**TO BE DONE:** Pull out every line in the rows below that contains the word "gear", and copy each one on its own line.

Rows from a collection
__________________________________________________
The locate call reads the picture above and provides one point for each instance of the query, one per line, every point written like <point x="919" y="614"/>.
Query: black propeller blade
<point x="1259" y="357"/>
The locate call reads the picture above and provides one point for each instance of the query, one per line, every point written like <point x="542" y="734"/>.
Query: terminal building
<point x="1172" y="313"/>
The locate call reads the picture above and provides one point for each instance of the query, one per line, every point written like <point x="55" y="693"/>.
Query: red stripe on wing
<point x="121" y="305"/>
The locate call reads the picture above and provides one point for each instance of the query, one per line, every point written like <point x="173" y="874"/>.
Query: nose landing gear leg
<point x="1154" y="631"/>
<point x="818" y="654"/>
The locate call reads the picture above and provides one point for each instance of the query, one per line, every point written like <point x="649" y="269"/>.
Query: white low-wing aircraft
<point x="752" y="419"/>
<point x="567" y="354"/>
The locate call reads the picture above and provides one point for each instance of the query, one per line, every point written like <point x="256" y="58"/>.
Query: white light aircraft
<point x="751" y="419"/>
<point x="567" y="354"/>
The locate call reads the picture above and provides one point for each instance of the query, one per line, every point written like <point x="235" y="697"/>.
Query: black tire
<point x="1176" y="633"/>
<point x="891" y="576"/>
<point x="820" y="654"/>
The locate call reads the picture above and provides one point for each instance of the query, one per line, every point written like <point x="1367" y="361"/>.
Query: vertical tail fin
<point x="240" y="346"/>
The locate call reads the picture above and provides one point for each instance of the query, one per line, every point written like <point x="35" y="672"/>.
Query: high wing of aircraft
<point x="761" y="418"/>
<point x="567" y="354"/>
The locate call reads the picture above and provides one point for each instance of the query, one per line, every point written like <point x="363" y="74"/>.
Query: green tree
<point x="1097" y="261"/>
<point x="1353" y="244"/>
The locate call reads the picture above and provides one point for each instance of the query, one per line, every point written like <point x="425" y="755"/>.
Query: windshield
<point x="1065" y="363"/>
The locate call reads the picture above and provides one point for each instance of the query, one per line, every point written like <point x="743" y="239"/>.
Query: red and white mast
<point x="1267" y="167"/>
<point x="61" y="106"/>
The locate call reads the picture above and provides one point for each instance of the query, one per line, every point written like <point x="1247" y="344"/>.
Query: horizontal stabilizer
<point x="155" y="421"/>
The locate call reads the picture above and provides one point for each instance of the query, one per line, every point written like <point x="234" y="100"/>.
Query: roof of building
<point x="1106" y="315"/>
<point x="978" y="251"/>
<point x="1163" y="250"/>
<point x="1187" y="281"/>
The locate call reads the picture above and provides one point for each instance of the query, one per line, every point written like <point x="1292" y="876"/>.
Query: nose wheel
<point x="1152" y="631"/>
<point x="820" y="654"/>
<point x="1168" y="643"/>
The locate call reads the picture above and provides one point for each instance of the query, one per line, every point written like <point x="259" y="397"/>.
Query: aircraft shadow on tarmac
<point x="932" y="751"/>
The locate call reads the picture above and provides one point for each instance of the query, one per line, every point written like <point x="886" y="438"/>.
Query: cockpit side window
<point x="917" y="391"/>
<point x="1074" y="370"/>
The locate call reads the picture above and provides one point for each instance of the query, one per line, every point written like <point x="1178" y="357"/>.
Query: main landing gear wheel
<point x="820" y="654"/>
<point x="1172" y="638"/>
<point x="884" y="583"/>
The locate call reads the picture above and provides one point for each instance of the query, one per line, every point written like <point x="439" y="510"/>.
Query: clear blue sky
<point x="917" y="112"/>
__________________________________________________
**WRITTEN ANSWER:**
Query: nose landing gear leg
Query: main landing gear wheel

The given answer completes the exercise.